* [Exercise directions]:
Every record, down to the last line, must be given again exactly.

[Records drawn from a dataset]

+ + +

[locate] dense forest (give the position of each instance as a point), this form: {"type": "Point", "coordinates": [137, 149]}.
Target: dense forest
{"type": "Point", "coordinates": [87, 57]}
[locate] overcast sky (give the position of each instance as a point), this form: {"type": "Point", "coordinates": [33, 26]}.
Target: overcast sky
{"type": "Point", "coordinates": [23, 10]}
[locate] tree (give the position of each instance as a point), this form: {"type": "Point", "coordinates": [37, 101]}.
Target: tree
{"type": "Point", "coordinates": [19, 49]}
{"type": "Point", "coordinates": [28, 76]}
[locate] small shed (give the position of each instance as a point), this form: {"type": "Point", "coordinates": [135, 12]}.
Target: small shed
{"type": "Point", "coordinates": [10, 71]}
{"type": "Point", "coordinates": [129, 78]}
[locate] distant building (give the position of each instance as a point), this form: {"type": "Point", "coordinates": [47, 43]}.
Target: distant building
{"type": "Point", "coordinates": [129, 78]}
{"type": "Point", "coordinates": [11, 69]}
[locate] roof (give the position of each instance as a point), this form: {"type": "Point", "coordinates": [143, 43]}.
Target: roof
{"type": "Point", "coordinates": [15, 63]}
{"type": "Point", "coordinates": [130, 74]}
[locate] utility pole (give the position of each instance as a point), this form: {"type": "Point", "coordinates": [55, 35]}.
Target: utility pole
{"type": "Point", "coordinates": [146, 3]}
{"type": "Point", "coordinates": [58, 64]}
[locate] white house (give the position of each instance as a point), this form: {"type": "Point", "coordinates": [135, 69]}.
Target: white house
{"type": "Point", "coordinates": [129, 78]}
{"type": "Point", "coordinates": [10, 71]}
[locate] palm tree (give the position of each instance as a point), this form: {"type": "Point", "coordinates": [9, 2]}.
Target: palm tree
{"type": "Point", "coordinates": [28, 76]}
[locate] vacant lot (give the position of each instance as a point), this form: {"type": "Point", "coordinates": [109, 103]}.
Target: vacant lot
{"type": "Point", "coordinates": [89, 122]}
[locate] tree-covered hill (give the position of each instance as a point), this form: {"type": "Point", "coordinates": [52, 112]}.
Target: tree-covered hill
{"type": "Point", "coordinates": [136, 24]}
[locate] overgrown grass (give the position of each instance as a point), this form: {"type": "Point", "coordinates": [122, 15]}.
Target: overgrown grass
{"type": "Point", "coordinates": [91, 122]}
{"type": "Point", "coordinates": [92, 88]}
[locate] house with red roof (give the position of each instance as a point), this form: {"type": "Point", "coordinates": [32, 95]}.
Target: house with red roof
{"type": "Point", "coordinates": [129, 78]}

+ + +

* [Result of the exercise]:
[locate] dense forest (give the position of each instance as a point), this form: {"type": "Point", "coordinates": [137, 149]}.
Target: dense forest
{"type": "Point", "coordinates": [87, 57]}
[locate] overcast sky (give the position of each instance as a point), this form: {"type": "Point", "coordinates": [33, 26]}.
Target: overcast sky
{"type": "Point", "coordinates": [23, 10]}
[locate] tree (give the position of each instance as a point), this form: {"type": "Point", "coordinates": [37, 101]}.
Target: tree
{"type": "Point", "coordinates": [19, 49]}
{"type": "Point", "coordinates": [28, 76]}
[locate] small shed (give the position of each instance as a point), this form: {"type": "Point", "coordinates": [135, 12]}.
Target: small shed
{"type": "Point", "coordinates": [10, 71]}
{"type": "Point", "coordinates": [129, 78]}
[locate] distant building (give the position of each instance as a point), this form: {"type": "Point", "coordinates": [47, 43]}.
Target: distant building
{"type": "Point", "coordinates": [129, 78]}
{"type": "Point", "coordinates": [11, 69]}
[locate] roof (give the position of each instance as a point), this form: {"type": "Point", "coordinates": [143, 43]}.
Target: roof
{"type": "Point", "coordinates": [15, 63]}
{"type": "Point", "coordinates": [130, 74]}
[locate] utility pole (give the position of each instance as a point), this form: {"type": "Point", "coordinates": [55, 35]}.
Target: utility pole
{"type": "Point", "coordinates": [146, 3]}
{"type": "Point", "coordinates": [58, 64]}
[locate] white house (give the position of each instance as a point), this form: {"type": "Point", "coordinates": [135, 69]}.
Target: white house
{"type": "Point", "coordinates": [129, 78]}
{"type": "Point", "coordinates": [10, 71]}
[locate] palm tree (give the position of each instance as a point), this form: {"type": "Point", "coordinates": [9, 2]}.
Target: palm tree
{"type": "Point", "coordinates": [28, 76]}
[locate] vacant lot (give the position of each instance as a point), this form: {"type": "Point", "coordinates": [109, 103]}.
Target: vacant lot
{"type": "Point", "coordinates": [89, 122]}
[locate] tree-covered hill (give the position of each instance as a point), this form: {"type": "Point", "coordinates": [52, 112]}.
Target: tree-covered hill
{"type": "Point", "coordinates": [136, 24]}
[locate] overgrown grass (give the position of each instance as a point), this form: {"type": "Point", "coordinates": [122, 15]}.
Target: overgrown grass
{"type": "Point", "coordinates": [91, 122]}
{"type": "Point", "coordinates": [92, 88]}
[locate] house with red roof (give the position of each instance as a point), this form: {"type": "Point", "coordinates": [32, 95]}.
Target: house with red roof
{"type": "Point", "coordinates": [129, 78]}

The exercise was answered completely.